===== Provided data

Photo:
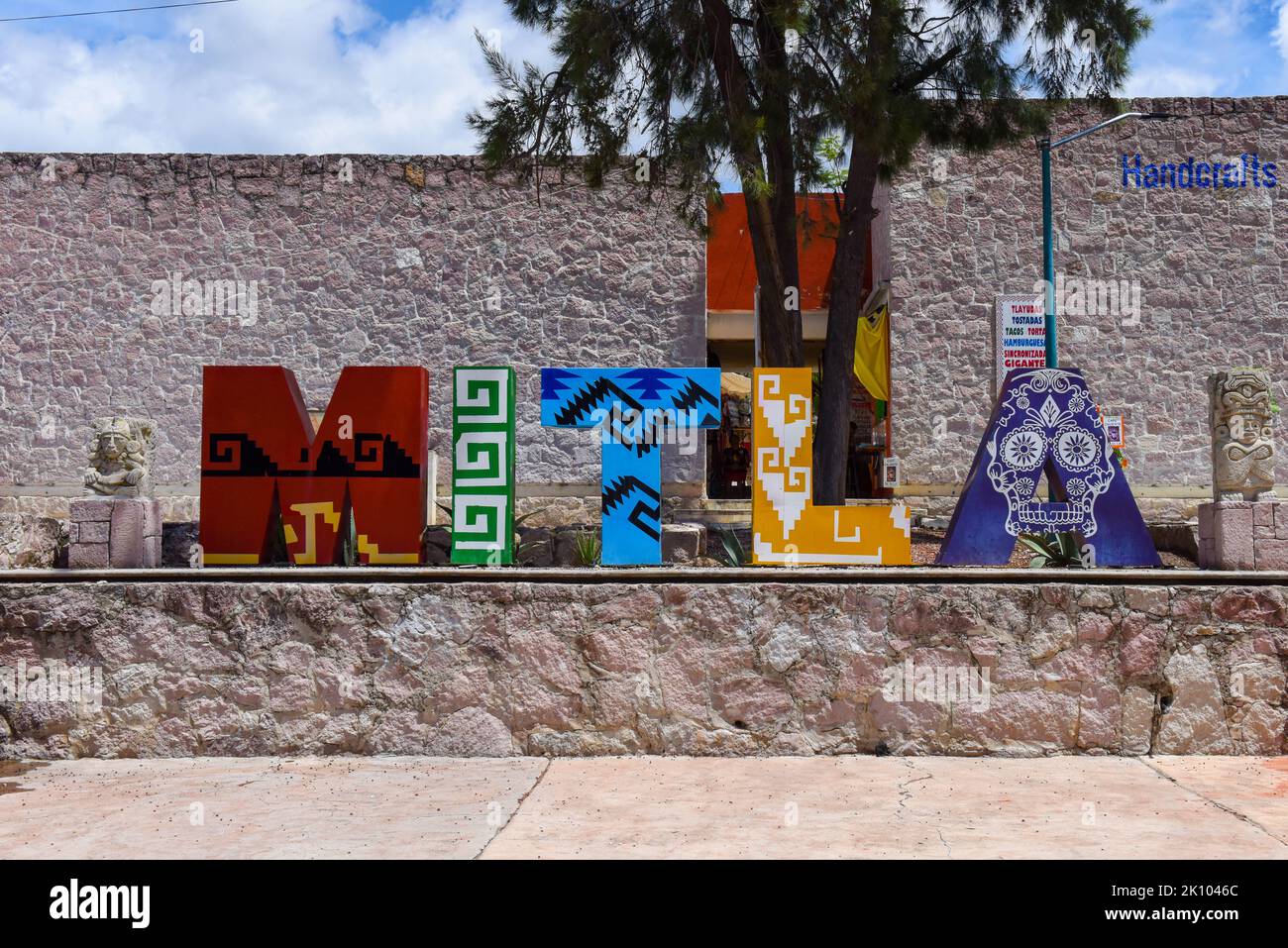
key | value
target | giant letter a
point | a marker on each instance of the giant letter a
(259, 455)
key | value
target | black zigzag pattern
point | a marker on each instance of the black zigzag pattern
(618, 489)
(653, 513)
(588, 398)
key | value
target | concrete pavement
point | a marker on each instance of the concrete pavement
(647, 806)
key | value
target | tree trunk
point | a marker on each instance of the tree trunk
(832, 436)
(780, 330)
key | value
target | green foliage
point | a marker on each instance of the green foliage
(780, 88)
(1056, 550)
(587, 548)
(831, 154)
(730, 552)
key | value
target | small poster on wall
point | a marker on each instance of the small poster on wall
(1115, 430)
(1019, 326)
(890, 473)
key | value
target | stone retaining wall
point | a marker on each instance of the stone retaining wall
(571, 669)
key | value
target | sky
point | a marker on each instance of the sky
(398, 76)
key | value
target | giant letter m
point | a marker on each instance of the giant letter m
(261, 459)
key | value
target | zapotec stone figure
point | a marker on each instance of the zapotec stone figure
(1243, 446)
(120, 458)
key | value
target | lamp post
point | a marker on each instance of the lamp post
(1046, 146)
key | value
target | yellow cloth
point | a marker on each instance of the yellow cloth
(872, 352)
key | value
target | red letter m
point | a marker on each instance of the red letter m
(261, 459)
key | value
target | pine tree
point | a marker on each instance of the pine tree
(759, 85)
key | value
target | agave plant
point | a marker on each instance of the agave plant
(730, 552)
(587, 548)
(1057, 550)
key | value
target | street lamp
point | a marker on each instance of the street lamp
(1047, 146)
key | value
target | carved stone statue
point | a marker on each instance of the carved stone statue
(120, 458)
(1243, 445)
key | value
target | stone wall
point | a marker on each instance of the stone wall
(1210, 266)
(581, 669)
(417, 261)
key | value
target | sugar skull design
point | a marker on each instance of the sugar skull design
(1243, 442)
(1048, 417)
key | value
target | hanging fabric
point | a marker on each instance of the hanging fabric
(872, 348)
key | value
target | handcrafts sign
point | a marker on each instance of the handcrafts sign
(786, 526)
(1019, 322)
(1046, 421)
(635, 410)
(261, 458)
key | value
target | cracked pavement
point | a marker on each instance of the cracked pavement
(1080, 807)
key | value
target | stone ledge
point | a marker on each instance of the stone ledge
(565, 669)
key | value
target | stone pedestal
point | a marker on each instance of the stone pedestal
(1243, 535)
(115, 532)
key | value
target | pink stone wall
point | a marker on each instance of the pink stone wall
(416, 261)
(739, 669)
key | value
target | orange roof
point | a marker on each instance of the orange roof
(732, 269)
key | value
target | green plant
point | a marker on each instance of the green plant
(520, 549)
(1054, 550)
(587, 549)
(730, 552)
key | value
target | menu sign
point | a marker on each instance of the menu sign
(1019, 322)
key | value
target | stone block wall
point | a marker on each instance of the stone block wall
(1211, 269)
(417, 261)
(634, 668)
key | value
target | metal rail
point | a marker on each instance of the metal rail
(458, 575)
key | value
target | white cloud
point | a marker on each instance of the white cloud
(1280, 33)
(281, 76)
(1168, 81)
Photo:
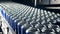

==========

■ **Work item**
Every entry above is to be set down exactly; the pictures are to be left out.

■ **Finished exercise**
Photo:
key | value
target | giant letter a
point | a marker on each instance of the giant letter a
(259, 455)
key | value
target | black zigzag pattern
point | a marker on each instance of the black zigzag pattern
(618, 489)
(653, 513)
(588, 398)
key | value
target | concrete pavement
point | a marker on each instance of the concrete pavement
(647, 806)
key | value
target | tree trunk
point | a marker on each instance of the tree trunk
(832, 436)
(780, 330)
key | value
target | green foliage
point | a marker on each instance of the green foliage
(780, 88)
(1056, 550)
(587, 548)
(831, 154)
(730, 552)
key | value
target | small poster on wall
point | a marker on each instance of the small poster on wall
(1115, 430)
(1019, 326)
(890, 473)
key | value
target | stone retaining wall
point | a marker on each instance of the stone retaining wall
(571, 669)
key | value
target | sky
point | a marker on each instance of the sky
(398, 76)
key | value
target | giant letter m
point | a marker on each instance of the giant letter m
(261, 459)
key | value
target | zapotec stone figure
point | a marker on each instance of the zapotec stone figure
(1243, 446)
(120, 458)
key | value
target | lamp post
point | a marker on each instance of the lamp post
(1046, 146)
key | value
target | yellow cloth
point | a marker on each instance of the yellow cloth
(872, 352)
key | value
target | red letter m
point | a marker on each instance of the red letter m
(261, 459)
key | value
target | pine tree
point | a marker on each instance of the pine tree
(759, 85)
key | value
target | agave plant
point | a marker on each instance of the agave plant
(730, 552)
(587, 548)
(1057, 550)
key | value
target | street lamp
point | a marker on each instance of the street lamp
(1047, 146)
key | value
target | carved stone statue
point | a marker on each instance of the carved stone statue
(120, 458)
(1243, 445)
key | value
target | stone wall
point | a marker on each instance of the stone wall
(1210, 266)
(581, 669)
(417, 261)
key | value
target | sugar skull design
point | a marker on each instance of the sugar skull design
(1243, 442)
(1048, 417)
key | value
target | hanging fabric
point | a marker on each instance of the hanging fabric
(872, 348)
key | value
target | handcrafts sign
point | a marker on each instance of the handcrafts sign
(786, 526)
(1019, 322)
(1046, 421)
(635, 410)
(261, 458)
key | value
target | cracked pavement
point | a marker on each instance of the cracked pavement
(1080, 807)
key | value
target | stone ledge
point | a marker on each instance of the stone ledge
(565, 669)
key | value
target | stone pedestal
point | a marker on each instance of the stone pedestal
(1243, 535)
(115, 532)
key | value
target | pink stone wall
point | a marker on each instance of the pink stone wall
(416, 261)
(739, 669)
key | value
target | orange roof
point | a marker on each instance of the orange roof
(732, 269)
key | value
target | green plant
point | a marker on each instance of the green plant
(520, 549)
(1054, 550)
(587, 549)
(730, 552)
key | value
target | menu sign
point | a marker on each instance of the menu sign
(1019, 322)
key | value
target | stone block wall
point | a marker on each instance of the stone block wall
(1211, 269)
(417, 261)
(634, 668)
key | value
target | metal rail
point | a marker on each instance of the metal rail
(458, 575)
key | value
target | white cloud
point | a marker on each instance of the white cloud
(1280, 33)
(281, 76)
(1168, 81)
Photo:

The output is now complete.